Reproduce the material below word for word, leaving out the pictures.

- Given information -
============

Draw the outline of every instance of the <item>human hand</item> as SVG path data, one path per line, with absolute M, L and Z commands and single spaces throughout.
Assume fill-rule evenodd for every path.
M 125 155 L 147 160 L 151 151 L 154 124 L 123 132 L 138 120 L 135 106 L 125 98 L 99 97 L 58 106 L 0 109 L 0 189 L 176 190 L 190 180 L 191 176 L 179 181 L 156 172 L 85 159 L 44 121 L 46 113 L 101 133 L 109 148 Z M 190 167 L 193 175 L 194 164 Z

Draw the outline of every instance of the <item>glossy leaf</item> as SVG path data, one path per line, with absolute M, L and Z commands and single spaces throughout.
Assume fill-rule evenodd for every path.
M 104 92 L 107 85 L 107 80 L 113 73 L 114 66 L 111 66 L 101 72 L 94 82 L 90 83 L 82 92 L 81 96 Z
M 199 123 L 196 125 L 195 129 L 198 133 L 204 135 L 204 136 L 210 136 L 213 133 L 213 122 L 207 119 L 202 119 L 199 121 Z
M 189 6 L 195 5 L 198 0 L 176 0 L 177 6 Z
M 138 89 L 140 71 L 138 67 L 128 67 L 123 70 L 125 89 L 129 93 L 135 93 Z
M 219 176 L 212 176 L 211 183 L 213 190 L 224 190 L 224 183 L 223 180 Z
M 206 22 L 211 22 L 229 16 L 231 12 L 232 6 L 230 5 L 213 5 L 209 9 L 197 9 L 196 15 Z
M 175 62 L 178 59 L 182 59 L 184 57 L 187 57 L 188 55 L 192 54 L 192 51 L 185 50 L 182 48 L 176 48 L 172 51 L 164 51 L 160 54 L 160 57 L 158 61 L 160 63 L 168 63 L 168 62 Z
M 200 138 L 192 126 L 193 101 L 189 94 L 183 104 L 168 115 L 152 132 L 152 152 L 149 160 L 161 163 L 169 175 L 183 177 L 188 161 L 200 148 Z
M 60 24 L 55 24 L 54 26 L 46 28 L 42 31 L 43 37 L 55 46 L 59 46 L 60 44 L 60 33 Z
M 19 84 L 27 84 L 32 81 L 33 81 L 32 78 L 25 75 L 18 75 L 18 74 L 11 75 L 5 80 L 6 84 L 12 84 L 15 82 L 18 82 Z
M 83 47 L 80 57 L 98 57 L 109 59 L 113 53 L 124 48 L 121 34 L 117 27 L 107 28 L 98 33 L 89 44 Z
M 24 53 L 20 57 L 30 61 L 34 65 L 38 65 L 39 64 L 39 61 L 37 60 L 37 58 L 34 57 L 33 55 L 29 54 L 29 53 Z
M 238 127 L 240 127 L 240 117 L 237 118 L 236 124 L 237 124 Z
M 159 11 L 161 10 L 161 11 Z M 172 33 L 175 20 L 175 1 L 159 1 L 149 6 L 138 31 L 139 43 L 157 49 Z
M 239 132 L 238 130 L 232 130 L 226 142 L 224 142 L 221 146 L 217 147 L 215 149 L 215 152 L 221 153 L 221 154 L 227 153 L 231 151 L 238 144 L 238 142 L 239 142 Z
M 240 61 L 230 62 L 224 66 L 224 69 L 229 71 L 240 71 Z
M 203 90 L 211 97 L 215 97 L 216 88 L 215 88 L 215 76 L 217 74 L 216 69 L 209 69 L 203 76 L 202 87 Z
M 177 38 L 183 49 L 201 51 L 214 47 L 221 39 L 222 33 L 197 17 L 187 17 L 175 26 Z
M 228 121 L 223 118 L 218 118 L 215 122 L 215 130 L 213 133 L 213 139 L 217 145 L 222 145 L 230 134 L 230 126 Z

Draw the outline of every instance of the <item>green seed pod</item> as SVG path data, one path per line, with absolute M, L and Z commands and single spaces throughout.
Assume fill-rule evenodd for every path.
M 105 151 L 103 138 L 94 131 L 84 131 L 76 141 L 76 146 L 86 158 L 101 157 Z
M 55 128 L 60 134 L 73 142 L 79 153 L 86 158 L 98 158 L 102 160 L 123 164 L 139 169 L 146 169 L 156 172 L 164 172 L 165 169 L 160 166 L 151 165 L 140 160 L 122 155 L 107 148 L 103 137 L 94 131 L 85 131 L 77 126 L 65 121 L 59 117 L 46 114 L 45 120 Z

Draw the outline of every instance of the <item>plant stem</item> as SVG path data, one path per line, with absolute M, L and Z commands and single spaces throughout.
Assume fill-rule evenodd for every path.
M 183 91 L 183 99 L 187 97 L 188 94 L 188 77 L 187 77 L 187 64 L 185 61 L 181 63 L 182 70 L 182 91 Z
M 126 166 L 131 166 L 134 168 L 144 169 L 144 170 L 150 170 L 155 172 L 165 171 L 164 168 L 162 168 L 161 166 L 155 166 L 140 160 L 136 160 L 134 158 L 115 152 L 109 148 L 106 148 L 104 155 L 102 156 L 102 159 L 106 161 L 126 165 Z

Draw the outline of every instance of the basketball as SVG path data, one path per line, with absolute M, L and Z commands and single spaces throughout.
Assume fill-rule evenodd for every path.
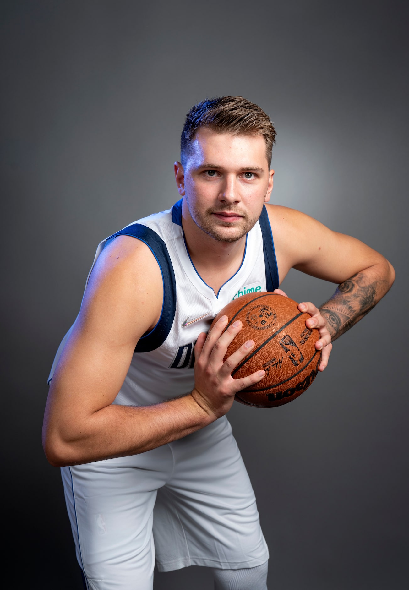
M 215 317 L 226 315 L 225 330 L 237 320 L 243 327 L 227 349 L 224 360 L 247 340 L 255 346 L 233 369 L 234 379 L 263 369 L 258 383 L 239 391 L 235 399 L 254 408 L 275 408 L 295 399 L 310 386 L 318 374 L 320 350 L 315 349 L 319 333 L 307 328 L 311 316 L 298 309 L 298 303 L 276 293 L 248 293 L 230 301 Z

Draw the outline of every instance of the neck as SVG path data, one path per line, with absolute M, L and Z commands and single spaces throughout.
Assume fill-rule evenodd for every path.
M 198 227 L 187 205 L 182 207 L 182 227 L 188 251 L 197 271 L 217 293 L 221 286 L 240 267 L 246 247 L 246 236 L 237 242 L 220 242 Z

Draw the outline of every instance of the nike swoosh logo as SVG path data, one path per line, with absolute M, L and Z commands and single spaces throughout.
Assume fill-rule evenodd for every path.
M 198 322 L 199 320 L 202 320 L 204 317 L 207 317 L 207 316 L 210 315 L 210 312 L 208 312 L 207 313 L 204 313 L 202 316 L 199 316 L 198 317 L 191 317 L 189 316 L 186 317 L 184 323 L 182 324 L 182 327 L 185 328 L 186 326 L 190 326 L 191 324 L 194 323 L 195 322 Z

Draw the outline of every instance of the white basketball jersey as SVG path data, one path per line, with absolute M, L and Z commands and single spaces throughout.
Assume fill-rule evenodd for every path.
M 136 345 L 113 403 L 148 405 L 188 394 L 194 387 L 193 349 L 200 332 L 208 330 L 215 316 L 233 299 L 279 286 L 267 210 L 263 206 L 259 221 L 247 235 L 240 268 L 217 294 L 200 277 L 187 250 L 182 199 L 171 209 L 130 224 L 101 242 L 93 267 L 108 241 L 118 235 L 133 236 L 150 249 L 162 271 L 163 301 L 159 322 Z M 48 382 L 71 329 L 60 345 Z

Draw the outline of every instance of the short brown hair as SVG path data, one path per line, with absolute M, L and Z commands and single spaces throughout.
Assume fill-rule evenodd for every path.
M 263 135 L 266 155 L 271 163 L 276 130 L 268 115 L 243 96 L 218 96 L 195 104 L 186 116 L 181 137 L 181 162 L 184 167 L 198 129 L 207 127 L 217 133 Z

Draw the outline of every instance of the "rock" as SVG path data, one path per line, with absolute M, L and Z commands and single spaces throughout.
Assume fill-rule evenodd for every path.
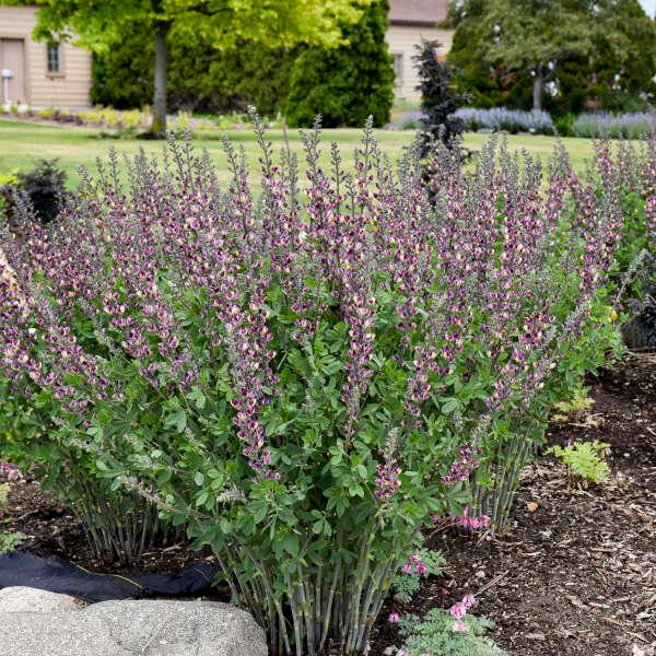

============

- Exercise output -
Draw the outline of every instance of the <item>human hand</item> as SVG path data, one path per line, with absolute M, L and Z commands and single spaces throughout.
Assume fill-rule evenodd for every path.
M 125 155 L 147 160 L 151 151 L 154 124 L 123 132 L 138 120 L 135 106 L 125 98 L 99 97 L 58 106 L 0 109 L 0 189 L 176 190 L 190 180 L 191 176 L 179 181 L 156 172 L 85 159 L 44 121 L 46 113 L 101 133 L 109 148 Z M 190 167 L 193 175 L 194 164 Z

Draw the outline of every instance of the <item>glossy leaf</item> as SVG path data, one path per line, with absolute M, L and Z commands and single spaces throughout.
Assume fill-rule evenodd for every path.
M 104 92 L 107 85 L 107 80 L 113 73 L 114 66 L 111 66 L 101 72 L 94 82 L 90 83 L 82 92 L 81 96 Z
M 199 123 L 196 125 L 195 129 L 198 133 L 204 135 L 204 136 L 210 136 L 213 133 L 213 122 L 207 119 L 202 119 L 199 121 Z
M 189 6 L 195 5 L 198 0 L 176 0 L 177 6 Z
M 138 89 L 140 71 L 138 67 L 128 67 L 123 70 L 125 89 L 129 93 L 135 93 Z
M 219 176 L 212 176 L 211 183 L 213 190 L 224 190 L 224 183 L 223 180 Z
M 206 22 L 211 22 L 229 16 L 231 12 L 232 6 L 230 5 L 213 5 L 209 9 L 197 9 L 196 15 Z
M 175 62 L 178 59 L 182 59 L 184 57 L 187 57 L 188 55 L 192 54 L 192 51 L 185 50 L 182 48 L 176 48 L 172 51 L 164 51 L 160 54 L 160 57 L 158 61 L 160 63 L 168 63 L 168 62 Z
M 200 138 L 192 126 L 193 101 L 189 94 L 183 104 L 168 115 L 152 132 L 152 152 L 149 160 L 161 163 L 169 175 L 183 177 L 188 161 L 200 148 Z
M 60 24 L 55 24 L 54 26 L 46 28 L 42 31 L 43 37 L 55 46 L 59 46 L 60 44 L 60 33 Z
M 19 84 L 27 84 L 32 81 L 33 81 L 32 78 L 25 75 L 18 75 L 18 74 L 11 75 L 5 80 L 6 84 L 12 84 L 15 82 L 18 82 Z
M 83 47 L 80 57 L 98 57 L 109 59 L 113 53 L 124 48 L 121 34 L 117 27 L 107 28 L 98 33 L 89 44 Z
M 24 53 L 20 57 L 30 61 L 34 65 L 38 65 L 39 64 L 39 61 L 37 60 L 37 58 L 34 57 L 33 55 L 29 54 L 29 53 Z
M 238 127 L 240 127 L 240 117 L 237 118 L 236 124 L 237 124 Z
M 159 11 L 161 10 L 161 11 Z M 172 33 L 175 20 L 175 1 L 159 1 L 149 6 L 138 31 L 139 43 L 157 49 Z
M 239 132 L 238 130 L 232 130 L 226 142 L 224 142 L 221 146 L 217 147 L 215 149 L 215 152 L 221 153 L 221 154 L 227 153 L 231 151 L 238 144 L 238 142 L 239 142 Z
M 240 61 L 230 62 L 224 66 L 224 69 L 229 71 L 240 71 Z
M 203 90 L 211 97 L 215 97 L 216 88 L 215 88 L 215 76 L 217 74 L 216 69 L 209 69 L 203 76 L 202 87 Z
M 177 38 L 183 49 L 201 51 L 214 47 L 221 39 L 222 33 L 197 17 L 187 17 L 175 26 Z
M 228 121 L 223 118 L 218 118 L 215 122 L 215 130 L 213 133 L 213 139 L 217 145 L 222 145 L 230 134 L 230 126 Z

Draw the outline of every instance of the <item>green seed pod</item> as SVG path data, one path per line, with absolute M, L and Z commands and single spaces throughout.
Assume fill-rule evenodd for every path.
M 105 151 L 103 138 L 94 131 L 84 131 L 76 141 L 76 146 L 86 158 L 101 157 Z
M 55 128 L 60 134 L 73 142 L 79 153 L 86 158 L 98 158 L 102 160 L 123 164 L 139 169 L 146 169 L 156 172 L 164 172 L 165 169 L 160 166 L 151 165 L 140 160 L 122 155 L 107 148 L 103 137 L 94 131 L 85 131 L 77 126 L 65 121 L 59 117 L 46 114 L 45 120 Z

Draw the outline of every instance of the <item>plant stem</item> as SVG path data, one path per line, with absolute M, L and Z commands and single spaces throughout.
Assume fill-rule evenodd for every path.
M 183 91 L 183 99 L 187 97 L 188 94 L 188 77 L 187 77 L 187 64 L 185 61 L 181 63 L 182 70 L 182 91 Z
M 126 166 L 131 166 L 134 168 L 144 169 L 144 170 L 150 170 L 155 172 L 165 171 L 164 168 L 162 168 L 161 166 L 155 166 L 140 160 L 136 160 L 134 158 L 115 152 L 109 148 L 106 148 L 104 155 L 102 156 L 102 159 L 106 161 L 126 165 Z

Draw the outline of every instance of the basketball as SVG path data, one path per line, with absolute M, L and Z commands and single spaces throughout.
Assume fill-rule evenodd for every path.
M 215 317 L 226 315 L 225 330 L 237 320 L 243 327 L 227 349 L 224 360 L 247 340 L 255 346 L 233 369 L 234 379 L 263 369 L 258 383 L 239 391 L 235 399 L 254 408 L 275 408 L 295 399 L 310 386 L 318 374 L 320 350 L 315 349 L 319 333 L 307 328 L 311 316 L 298 309 L 298 303 L 276 293 L 248 293 L 230 301 Z

Draw the outline of every instance of the neck as SVG path data, one path per line, with absolute M, L and Z commands and single spaces throughout.
Assume fill-rule evenodd for every path.
M 198 227 L 187 205 L 182 207 L 182 227 L 188 251 L 197 271 L 217 293 L 221 286 L 240 267 L 246 247 L 246 236 L 237 242 L 220 242 Z

Draw the outline of every instance of the nike swoosh logo as SVG path data, one path per line, with absolute M, L and Z commands and single spaces throughout.
Assume fill-rule evenodd for every path.
M 198 322 L 199 320 L 202 320 L 204 317 L 207 317 L 207 316 L 210 315 L 210 312 L 208 312 L 207 313 L 204 313 L 202 316 L 199 316 L 198 317 L 191 317 L 189 316 L 186 317 L 184 323 L 182 324 L 182 327 L 185 328 L 186 326 L 190 326 L 191 324 L 194 323 L 195 322 Z

Draw the outline of every instance of the white basketball jersey as SVG path data, one path per line, with absolute M, L and Z commands and single spaces throughout.
Assume fill-rule evenodd for every path.
M 136 345 L 113 403 L 148 405 L 188 394 L 194 387 L 193 349 L 200 332 L 208 330 L 215 316 L 233 299 L 279 286 L 267 210 L 263 206 L 259 221 L 247 235 L 240 268 L 217 294 L 200 277 L 187 250 L 182 199 L 171 209 L 130 224 L 101 242 L 93 267 L 108 241 L 118 235 L 133 236 L 150 249 L 162 271 L 163 301 L 159 322 Z M 48 382 L 71 329 L 60 345 Z

Draw the outline of every instance of the short brown hair as SVG path data, one path per line, with absolute M, L and Z commands and single spaces throughout.
Assume fill-rule evenodd for every path.
M 263 135 L 266 155 L 271 163 L 276 130 L 268 115 L 243 96 L 218 96 L 195 104 L 186 116 L 181 137 L 181 162 L 184 167 L 198 129 L 207 127 L 217 133 Z

Draw the outline of every instance of the "rock" as SVG path data, one path per line, with absolute M, L and Z commands and single spaces throughout.
Assume fill-rule evenodd for every path.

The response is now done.